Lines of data

╭──

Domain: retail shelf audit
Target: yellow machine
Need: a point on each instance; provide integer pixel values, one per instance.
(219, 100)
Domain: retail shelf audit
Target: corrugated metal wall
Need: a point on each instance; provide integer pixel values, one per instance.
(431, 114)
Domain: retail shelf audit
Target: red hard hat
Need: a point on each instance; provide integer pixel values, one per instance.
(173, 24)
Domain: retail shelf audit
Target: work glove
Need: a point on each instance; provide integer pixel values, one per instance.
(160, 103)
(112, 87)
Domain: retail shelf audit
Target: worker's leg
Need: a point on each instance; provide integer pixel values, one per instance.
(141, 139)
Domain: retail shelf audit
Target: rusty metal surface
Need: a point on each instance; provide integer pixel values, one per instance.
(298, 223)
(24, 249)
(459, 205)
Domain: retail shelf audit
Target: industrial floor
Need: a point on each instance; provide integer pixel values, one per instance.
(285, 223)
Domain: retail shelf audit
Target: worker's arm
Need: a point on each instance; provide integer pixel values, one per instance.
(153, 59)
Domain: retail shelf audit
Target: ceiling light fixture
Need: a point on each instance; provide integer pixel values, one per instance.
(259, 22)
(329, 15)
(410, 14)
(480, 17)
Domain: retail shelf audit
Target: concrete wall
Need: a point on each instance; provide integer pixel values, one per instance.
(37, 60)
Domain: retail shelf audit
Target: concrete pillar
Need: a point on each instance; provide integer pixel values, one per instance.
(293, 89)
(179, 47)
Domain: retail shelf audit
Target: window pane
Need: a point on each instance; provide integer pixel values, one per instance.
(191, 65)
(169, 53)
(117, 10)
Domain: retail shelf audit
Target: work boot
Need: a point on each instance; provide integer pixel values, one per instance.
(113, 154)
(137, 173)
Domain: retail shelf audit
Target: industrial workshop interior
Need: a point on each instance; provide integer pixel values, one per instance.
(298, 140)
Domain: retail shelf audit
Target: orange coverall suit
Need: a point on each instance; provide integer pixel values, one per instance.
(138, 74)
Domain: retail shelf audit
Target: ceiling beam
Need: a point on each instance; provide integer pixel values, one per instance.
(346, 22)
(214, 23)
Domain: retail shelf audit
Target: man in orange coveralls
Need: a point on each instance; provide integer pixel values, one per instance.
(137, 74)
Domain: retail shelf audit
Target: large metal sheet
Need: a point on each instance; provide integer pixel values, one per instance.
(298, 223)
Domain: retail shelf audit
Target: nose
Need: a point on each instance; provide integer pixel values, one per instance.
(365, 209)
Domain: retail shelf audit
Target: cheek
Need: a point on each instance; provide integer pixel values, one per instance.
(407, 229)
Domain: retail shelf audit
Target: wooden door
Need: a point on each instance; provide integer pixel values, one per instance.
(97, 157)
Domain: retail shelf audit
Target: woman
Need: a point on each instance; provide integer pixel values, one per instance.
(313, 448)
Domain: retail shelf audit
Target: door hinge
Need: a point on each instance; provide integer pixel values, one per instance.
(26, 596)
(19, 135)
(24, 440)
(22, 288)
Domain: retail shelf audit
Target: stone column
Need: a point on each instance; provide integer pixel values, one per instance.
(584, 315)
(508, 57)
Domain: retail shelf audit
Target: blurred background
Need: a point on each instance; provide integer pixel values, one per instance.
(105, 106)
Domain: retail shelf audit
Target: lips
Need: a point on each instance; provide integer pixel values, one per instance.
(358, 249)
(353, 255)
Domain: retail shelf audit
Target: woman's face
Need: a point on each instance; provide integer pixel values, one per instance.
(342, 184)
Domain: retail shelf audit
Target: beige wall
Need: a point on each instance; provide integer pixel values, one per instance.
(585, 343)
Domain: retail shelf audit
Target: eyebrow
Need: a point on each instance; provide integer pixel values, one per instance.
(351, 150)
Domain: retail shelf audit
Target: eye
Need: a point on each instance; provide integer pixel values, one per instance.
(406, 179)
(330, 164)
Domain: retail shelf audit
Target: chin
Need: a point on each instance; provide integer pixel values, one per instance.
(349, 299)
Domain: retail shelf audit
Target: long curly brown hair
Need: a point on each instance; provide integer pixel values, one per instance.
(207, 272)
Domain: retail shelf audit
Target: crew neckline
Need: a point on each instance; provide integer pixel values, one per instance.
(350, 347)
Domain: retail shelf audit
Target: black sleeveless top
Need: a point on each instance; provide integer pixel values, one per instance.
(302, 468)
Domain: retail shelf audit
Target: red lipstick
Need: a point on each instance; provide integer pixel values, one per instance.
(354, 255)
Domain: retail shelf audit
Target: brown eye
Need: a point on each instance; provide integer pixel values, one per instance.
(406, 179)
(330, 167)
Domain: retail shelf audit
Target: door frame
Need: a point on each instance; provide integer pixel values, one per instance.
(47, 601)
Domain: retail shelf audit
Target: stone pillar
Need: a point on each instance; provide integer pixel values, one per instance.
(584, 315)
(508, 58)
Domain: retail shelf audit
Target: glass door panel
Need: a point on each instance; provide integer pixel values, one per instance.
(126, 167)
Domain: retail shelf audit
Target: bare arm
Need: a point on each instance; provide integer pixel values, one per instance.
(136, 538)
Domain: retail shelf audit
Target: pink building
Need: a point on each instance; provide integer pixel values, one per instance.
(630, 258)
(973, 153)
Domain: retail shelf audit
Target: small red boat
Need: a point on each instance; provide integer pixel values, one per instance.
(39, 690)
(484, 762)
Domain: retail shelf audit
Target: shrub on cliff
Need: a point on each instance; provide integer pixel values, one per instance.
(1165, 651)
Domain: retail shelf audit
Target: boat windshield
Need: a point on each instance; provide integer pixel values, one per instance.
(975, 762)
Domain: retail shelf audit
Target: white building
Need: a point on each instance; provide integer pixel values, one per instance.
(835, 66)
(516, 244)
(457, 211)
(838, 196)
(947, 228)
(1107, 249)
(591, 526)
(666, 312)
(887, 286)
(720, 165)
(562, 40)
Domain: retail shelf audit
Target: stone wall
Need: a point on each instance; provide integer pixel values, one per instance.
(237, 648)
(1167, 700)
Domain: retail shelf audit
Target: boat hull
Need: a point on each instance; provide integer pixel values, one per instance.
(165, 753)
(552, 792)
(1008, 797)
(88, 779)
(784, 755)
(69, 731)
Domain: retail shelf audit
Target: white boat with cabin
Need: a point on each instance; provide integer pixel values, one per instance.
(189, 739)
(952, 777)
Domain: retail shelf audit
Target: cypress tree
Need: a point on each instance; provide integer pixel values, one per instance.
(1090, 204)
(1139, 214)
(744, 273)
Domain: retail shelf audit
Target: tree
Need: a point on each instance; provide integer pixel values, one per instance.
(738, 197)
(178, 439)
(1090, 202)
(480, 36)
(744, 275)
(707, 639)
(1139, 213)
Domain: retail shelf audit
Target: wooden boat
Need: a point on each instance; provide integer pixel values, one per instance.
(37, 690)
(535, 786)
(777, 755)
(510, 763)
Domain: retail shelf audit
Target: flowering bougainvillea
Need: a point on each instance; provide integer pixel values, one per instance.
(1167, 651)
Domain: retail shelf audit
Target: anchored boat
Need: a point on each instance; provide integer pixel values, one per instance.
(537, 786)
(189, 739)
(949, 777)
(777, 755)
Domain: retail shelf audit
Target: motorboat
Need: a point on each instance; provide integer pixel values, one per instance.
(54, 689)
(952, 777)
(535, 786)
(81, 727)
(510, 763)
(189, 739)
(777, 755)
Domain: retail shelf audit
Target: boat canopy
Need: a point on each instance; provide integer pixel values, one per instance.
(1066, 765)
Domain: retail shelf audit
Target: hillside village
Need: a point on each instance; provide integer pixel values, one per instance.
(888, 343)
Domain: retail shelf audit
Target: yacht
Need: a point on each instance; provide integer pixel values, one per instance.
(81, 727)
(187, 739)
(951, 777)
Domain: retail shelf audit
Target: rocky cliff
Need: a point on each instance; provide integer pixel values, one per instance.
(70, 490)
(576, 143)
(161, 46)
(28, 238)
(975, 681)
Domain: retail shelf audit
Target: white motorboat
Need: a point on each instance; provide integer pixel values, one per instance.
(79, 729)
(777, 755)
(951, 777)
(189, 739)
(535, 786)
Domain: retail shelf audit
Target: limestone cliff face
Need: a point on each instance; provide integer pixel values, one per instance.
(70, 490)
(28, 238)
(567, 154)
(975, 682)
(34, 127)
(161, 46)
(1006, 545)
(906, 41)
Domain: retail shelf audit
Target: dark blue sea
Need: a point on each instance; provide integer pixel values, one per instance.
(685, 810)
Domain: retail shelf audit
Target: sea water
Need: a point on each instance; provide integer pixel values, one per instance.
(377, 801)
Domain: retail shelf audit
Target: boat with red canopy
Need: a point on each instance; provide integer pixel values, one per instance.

╰──

THE EXERCISE:
Count the rows that contain the string "motorboat" and give only the number.

RESPONSE FOR THIS EXERCISE:
2